▶ [Prompt]
From the assignment text below, extract everything from "We use blue" down to "precise, a scipy.sparse.csr_matrix).", copying it word for word.

$24
Rubric: {mechanics:5}
IMPORTANT!!! Before proceeding, please carefully read the general homework instructions at https://www.cs.ubc.ca/~fwood/CS340/homework/. The above 5 points are for following the submission instructions. You can ignore the words “mechanics”, “reasoning”, etc.
We use blue to highlight the deliverables that you must answer/do/submit with the assignment.
1 Finding Similar Items
For this question we’ll use the Amazon product data set1 from http://jmcauley.ucsd.edu/data/amazon/. We will focus on the “Patio, Lawn, and Garden” section. You should start by downloading the ratings at https://stanford.io/2Q7QTvu and place the file in your data directory with the original filename. Once you do that, running python main.py -q 1 should do the following steps:
• Load the raw ratings data set into a Pandas dataframe.
• Construct the user-product matrix as a sparse matrix (to be precise, a scipy.sparse.csr_matrix).
• Create bi-directional mappings from the user ID (e.g. “A2VNYWOPJ13AFP”) to the integer index into the rows of X.
• Create bi-directional mappings from the item ID (e.g. “0981850006”) to the integer index into the columns of X.
1.1 Exploratory data analysis
1.1.1 Most popular item
Rubric: {code:1}
Find the item with the most total stars. Submit the product name and the number of stars.
Note: once you find the ID of the item, you can look up the name by going to the url https://www.amazon.com/dp/ITEM_ID, where ITEM_ID is the ID of the item. For example, the URL for item ID “B00CFM0P7Y” is https://www.amazon.com/dp/B00CFM0P7Y.
1 The author of the data set has asked for the following citations: (1) Ups and downs: Modeling the visual evolution of fashion trends with one-class collaborative filtering. R. He, J. McAuley. WWW, 2016, and (2) Image-based recommendations on styles and substitutes. J. McAuley, C. Targett, J. Shi, A. van den Hengel. SIGIR, 2015.
1
1.1.2 User with most reviews
Rubric: {code:1}
Find the user who has rated the most items, and the number of items they rated.
1.1.3 Histograms
Rubric: {code:2}
Make the following histograms:
1. The number of ratings per user
2. The number of ratings per item
3. The ratings themselves
Note: for the first two, use plt.yscale(’log’, nonposy=’clip’) to put the histograms on a log-scale.
Also, you can use X.getnnz to get the total number of nonzero elements along a specific axis.
1.2 Finding similar items with nearest neighbours
Rubric: {code:6}
We’ll use scikit-learn’s neighbors.NearestNeighbors object to find the items most similar to the example item above, namely the Brass Grill Brush 18 Inch Heavy Duty and Extra Strong, Solid Oak Handle, at URL https://www.amazon.com/dp/B00CFM0P7Y.
Find the 5 most similar items to the Grill Brush using the following metrics (Make sure to include the code you have written in your pdf GradeScope submission.):
1. Euclidean distance (the NearestNeighbors default)
2. Normalized Euclidean distance (you’ll need to do the normalization)

▶ [Material supplied]
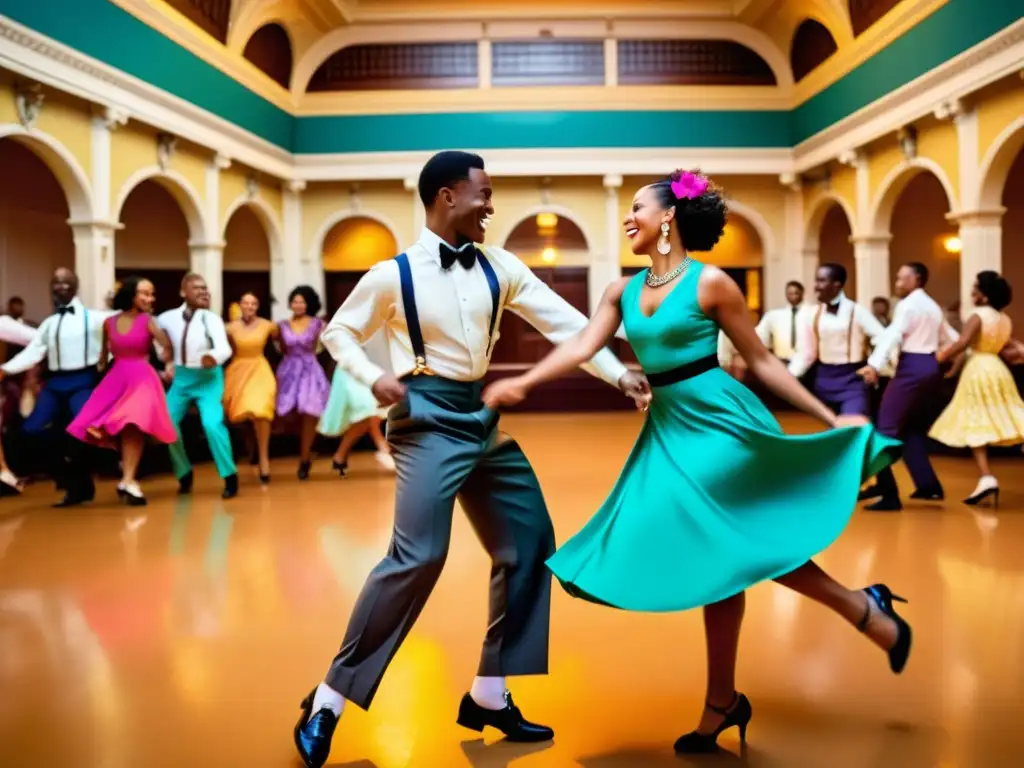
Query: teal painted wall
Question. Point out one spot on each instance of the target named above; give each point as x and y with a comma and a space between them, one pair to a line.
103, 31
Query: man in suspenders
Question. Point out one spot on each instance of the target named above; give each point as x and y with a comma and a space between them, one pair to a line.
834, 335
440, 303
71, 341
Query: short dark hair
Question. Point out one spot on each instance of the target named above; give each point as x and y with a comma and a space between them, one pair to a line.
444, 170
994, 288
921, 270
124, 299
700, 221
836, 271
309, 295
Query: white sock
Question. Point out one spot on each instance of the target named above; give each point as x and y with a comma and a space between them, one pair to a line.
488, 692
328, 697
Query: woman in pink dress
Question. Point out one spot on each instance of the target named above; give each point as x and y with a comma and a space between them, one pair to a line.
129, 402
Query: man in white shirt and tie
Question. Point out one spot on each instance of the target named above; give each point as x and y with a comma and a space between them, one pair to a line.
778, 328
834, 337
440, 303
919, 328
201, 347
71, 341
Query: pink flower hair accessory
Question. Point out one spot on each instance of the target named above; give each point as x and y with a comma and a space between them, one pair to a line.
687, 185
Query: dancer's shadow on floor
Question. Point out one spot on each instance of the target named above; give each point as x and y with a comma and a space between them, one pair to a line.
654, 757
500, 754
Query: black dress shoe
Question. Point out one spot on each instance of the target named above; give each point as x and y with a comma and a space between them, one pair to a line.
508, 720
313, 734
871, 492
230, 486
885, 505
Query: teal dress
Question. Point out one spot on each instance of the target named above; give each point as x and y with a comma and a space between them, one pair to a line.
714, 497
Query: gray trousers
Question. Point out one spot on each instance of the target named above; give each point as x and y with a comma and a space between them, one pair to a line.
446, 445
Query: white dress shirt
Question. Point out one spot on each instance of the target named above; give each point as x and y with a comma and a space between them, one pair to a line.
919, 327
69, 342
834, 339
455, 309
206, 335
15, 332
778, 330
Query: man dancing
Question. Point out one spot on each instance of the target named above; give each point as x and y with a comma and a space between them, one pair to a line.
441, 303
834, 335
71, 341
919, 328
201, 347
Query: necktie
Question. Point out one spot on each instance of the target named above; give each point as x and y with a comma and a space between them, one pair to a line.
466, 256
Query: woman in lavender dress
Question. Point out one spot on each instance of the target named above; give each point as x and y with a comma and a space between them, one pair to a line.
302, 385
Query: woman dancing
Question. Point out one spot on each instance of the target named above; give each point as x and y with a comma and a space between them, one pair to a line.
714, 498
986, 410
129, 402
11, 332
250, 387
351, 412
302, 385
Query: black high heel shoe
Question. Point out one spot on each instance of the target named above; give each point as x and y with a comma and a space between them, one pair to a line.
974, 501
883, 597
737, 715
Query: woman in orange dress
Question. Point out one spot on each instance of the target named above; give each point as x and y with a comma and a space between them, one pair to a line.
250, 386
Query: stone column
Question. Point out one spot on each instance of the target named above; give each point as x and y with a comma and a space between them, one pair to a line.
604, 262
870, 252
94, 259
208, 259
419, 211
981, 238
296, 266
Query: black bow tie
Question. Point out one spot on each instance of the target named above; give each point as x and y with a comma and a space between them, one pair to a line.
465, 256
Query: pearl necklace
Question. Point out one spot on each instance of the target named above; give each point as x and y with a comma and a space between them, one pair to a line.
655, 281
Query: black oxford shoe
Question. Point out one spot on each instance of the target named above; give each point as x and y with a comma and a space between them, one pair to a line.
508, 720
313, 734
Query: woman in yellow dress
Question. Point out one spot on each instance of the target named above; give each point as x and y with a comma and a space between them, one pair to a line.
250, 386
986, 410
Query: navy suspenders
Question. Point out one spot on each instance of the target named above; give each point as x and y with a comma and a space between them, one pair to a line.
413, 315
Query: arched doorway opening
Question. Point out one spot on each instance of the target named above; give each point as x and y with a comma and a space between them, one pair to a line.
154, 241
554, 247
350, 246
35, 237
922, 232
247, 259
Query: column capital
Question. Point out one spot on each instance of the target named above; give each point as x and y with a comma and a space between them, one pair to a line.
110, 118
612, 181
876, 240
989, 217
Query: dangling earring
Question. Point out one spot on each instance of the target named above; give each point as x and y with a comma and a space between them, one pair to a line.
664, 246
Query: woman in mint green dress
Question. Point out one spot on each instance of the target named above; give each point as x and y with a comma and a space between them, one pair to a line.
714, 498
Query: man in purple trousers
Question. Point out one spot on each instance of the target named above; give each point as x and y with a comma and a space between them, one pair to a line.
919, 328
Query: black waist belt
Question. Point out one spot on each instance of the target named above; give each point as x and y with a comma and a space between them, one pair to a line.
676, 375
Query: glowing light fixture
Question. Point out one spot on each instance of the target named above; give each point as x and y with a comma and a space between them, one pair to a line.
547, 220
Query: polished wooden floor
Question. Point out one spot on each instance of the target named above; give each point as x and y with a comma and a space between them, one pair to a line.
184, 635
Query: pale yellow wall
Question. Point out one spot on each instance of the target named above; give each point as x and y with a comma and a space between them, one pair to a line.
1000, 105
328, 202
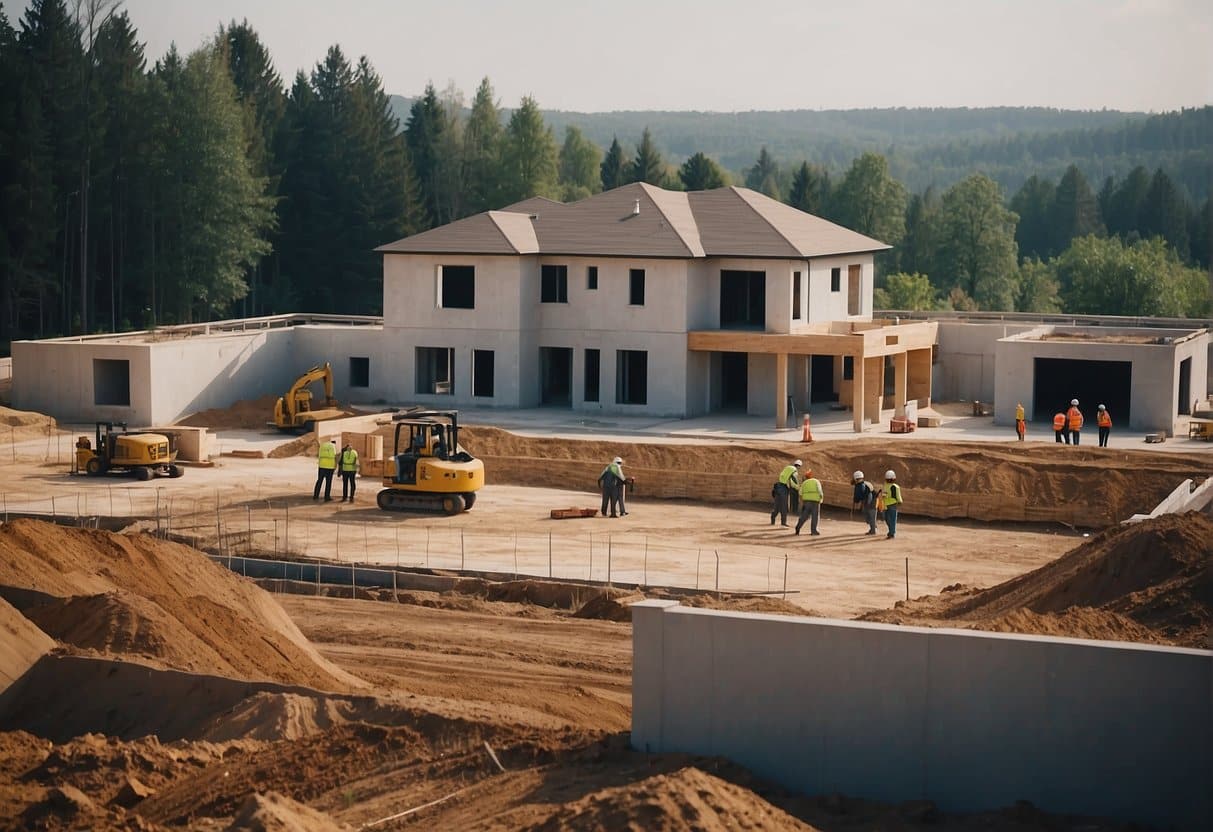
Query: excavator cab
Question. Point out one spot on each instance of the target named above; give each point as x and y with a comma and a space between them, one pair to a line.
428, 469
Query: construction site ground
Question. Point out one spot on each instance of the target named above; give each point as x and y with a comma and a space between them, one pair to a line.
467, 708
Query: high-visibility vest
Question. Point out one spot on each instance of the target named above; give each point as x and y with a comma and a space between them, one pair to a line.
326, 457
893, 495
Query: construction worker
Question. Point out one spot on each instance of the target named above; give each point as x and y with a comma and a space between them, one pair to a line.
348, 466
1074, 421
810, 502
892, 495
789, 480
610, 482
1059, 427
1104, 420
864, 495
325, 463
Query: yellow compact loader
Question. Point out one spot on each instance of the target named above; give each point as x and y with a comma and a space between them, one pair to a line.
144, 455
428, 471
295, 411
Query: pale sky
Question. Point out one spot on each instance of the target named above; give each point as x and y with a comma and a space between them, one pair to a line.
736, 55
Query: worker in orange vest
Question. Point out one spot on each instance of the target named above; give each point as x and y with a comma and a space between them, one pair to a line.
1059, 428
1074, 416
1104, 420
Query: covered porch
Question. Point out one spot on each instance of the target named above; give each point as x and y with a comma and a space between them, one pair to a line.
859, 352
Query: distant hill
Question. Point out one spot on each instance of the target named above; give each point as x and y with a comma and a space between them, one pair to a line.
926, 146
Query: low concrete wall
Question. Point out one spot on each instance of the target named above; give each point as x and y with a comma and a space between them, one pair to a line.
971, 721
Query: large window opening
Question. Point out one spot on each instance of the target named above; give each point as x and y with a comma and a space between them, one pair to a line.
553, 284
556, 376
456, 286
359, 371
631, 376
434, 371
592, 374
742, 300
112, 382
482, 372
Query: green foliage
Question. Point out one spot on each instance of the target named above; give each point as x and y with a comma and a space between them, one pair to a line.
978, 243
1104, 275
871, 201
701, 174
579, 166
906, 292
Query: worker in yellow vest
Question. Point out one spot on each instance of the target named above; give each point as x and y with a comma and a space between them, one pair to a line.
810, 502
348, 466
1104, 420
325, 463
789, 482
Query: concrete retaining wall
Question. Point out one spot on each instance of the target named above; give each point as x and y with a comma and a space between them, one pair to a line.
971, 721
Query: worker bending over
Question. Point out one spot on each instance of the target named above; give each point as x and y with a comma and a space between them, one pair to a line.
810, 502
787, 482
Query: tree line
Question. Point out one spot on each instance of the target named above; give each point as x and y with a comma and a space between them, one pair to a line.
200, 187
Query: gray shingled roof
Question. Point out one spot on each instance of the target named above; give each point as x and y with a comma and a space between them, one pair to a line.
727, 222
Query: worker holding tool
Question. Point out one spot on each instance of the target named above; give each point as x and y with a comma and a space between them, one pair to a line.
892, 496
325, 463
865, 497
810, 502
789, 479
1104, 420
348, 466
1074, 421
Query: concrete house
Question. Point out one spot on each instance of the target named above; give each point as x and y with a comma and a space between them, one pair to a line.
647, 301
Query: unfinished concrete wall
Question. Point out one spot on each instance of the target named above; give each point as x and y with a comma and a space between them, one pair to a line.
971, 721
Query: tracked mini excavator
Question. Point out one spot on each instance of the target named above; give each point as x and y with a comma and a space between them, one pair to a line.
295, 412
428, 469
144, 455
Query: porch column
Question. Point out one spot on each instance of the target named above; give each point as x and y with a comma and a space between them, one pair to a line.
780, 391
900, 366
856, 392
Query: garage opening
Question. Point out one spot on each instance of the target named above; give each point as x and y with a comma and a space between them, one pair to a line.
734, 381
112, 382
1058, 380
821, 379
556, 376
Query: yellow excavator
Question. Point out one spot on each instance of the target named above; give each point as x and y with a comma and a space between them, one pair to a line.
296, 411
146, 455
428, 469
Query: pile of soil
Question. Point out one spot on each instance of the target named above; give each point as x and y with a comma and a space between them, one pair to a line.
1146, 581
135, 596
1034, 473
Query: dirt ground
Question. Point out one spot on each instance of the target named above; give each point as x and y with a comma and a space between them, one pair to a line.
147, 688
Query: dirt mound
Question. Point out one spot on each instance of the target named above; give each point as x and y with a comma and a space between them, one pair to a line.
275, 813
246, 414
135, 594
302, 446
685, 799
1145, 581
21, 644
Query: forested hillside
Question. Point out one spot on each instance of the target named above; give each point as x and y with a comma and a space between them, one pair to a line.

▶ [Solution for this problem]
We use blue to highlight the deliverables that you must answer/do/submit with the assignment.
1 Finding Similar Items
For this question we’ll use the Amazon product data set1 from http://jmcauley.ucsd.edu/data/amazon/. We will focus on the “Patio, Lawn, and Garden” section. You should start by downloading the ratings at https://stanford.io/2Q7QTvu and place the file in your data directory with the original filename. Once you do that, running python main.py -q 1 should do the following steps:
• Load the raw ratings data set into a Pandas dataframe.
• Construct the user-product matrix as a sparse matrix (to be precise, a scipy.sparse.csr_matrix).